Exercise: Please reproduce everything in the article below on the fetus cemetery lawsuit from "In Rome, in" down to "received any answer.", word for word.

Source text:
##########

Women have sued a Catholic organization that created a cemetery of fetuses

A woman writes: “Dear lawyer, I would like to know if one of those crosses also bears my name.” And another: “I don’t have the strength to go and check, can you help me?” And another one: “I’m asking myself if my name might also appear on those crosses.” And another: “I had a therapeutic abortion. All this has reopened deep wounds inside me. What happened to the remains of the fetus?”

Hundreds of emails—frightened, full of grief. Hundreds of women who in 24 hours wrote from all over Italy to the lawyer Cathy La Torre from Bologna, who has set up an email address (tutelaliberascelta@gmail.com) to defend the victims of what happened in Rome, where many dozens of fetuses were buried with the women’s names on the crosses without their knowledge.

As revealed by the British newspaper Independent, such a case had already happened in 2013 in Turin, when a woman suddenly discovered (after a phone call from the cemetery in which she was asked for instructions for the exhumation), years after the fact, that her fetus had been buried without her knowledge after the abortion by a Catholic association, Difendere la vita con Maria (“Defend life with Mary”), which has been operating throughout Italy for almost twenty years. La Torre has decided to send to every woman who contacts her a model request for access to the archive of their local municipality and another to report privacy violations to the Privacy Guarantor, which has already opened an investigation. “This practice is reminiscent of the scarlet letter,” she says.

In Rome, in just a few hours, the “Differenza Donna” NGO gathered the contacts of 30 women who had discovered their names on the graves of the Flaminio cemetery and decided to file a collective legal action. This is also what Francesca wants, one of the women who on Wednesday found her name on one of those crosses: “another very deep stab to the heart, endless pain and blinding rage,” she wrote on Facebook. She remembers she asked the hospital “on three occasions what happened to the fetus,” but never received any answer.

“Next week, we will all get together,” explains President Elisa Ercoli. “We will ask for an audience at the Minister of Health Speranza and the sole administrator of AMA [the municipal authority in charge of cemeteries], Stefano Zaghis,” who has been silent on the matter so far, just like Mayor Virginia Raggi. Representing the City of Rome, Delegate for Gender Policy Lorenza Fruci spoke yesterday on TG3: “It was unacceptable what happened with the names on the graves, a humiliating and intolerable practice that violates the right of these women to privacy.”

However, the M5S junta has not said up to this point whether they have intervened to ask to remove the names from the gravestones and to stop this practice in Roman cemeteries. The radical Deputy Riccardo Magi urged Raggi to take action: “The City Council of Rome must quickly approve an amendment to the regulations that would put the respect for privacy and the choice of the woman at the forefront and provide for the immediate removal of all names from the crosses.”

##########

Extracted data:
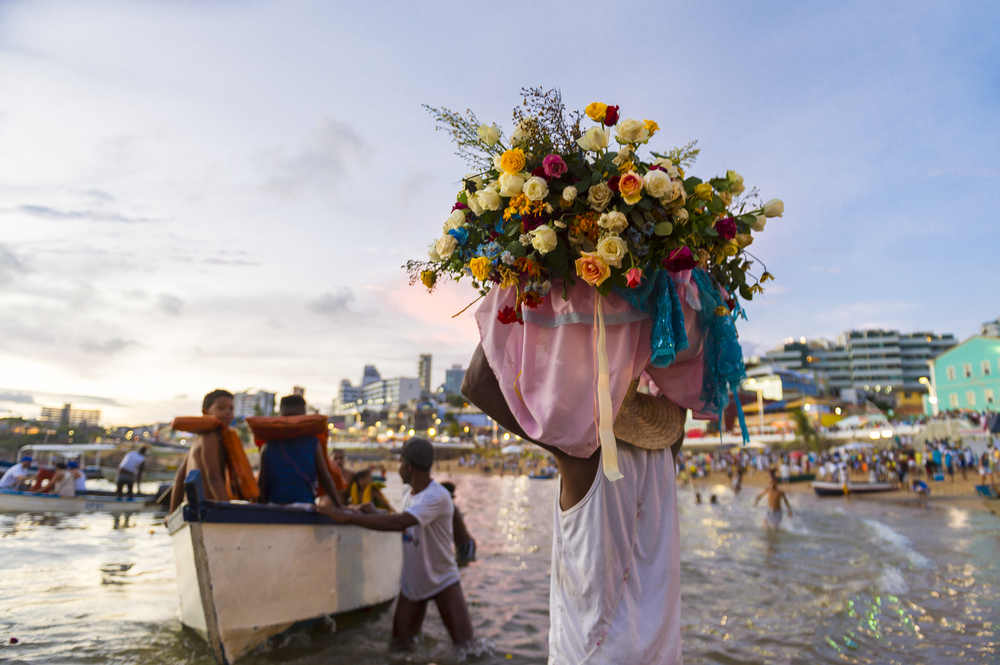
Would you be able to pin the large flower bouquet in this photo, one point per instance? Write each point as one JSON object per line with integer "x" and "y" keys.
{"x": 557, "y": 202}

##########

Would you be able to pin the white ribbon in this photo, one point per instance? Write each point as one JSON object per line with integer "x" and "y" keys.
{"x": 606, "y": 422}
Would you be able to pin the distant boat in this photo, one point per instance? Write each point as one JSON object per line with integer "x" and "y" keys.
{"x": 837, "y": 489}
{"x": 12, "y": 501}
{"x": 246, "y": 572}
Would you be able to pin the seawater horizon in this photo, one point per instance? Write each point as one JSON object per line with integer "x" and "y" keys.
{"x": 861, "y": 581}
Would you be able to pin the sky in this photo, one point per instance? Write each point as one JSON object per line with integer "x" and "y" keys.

##########

Response to this task:
In Rome, in just a few hours, the “Differenza Donna” NGO gathered the contacts of 30 women who had discovered their names on the graves of the Flaminio cemetery and decided to file a collective legal action. This is also what Francesca wants, one of the women who on Wednesday found her name on one of those crosses: “another very deep stab to the heart, endless pain and blinding rage,” she wrote on Facebook. She remembers she asked the hospital “on three occasions what happened to the fetus,” but never received any answer.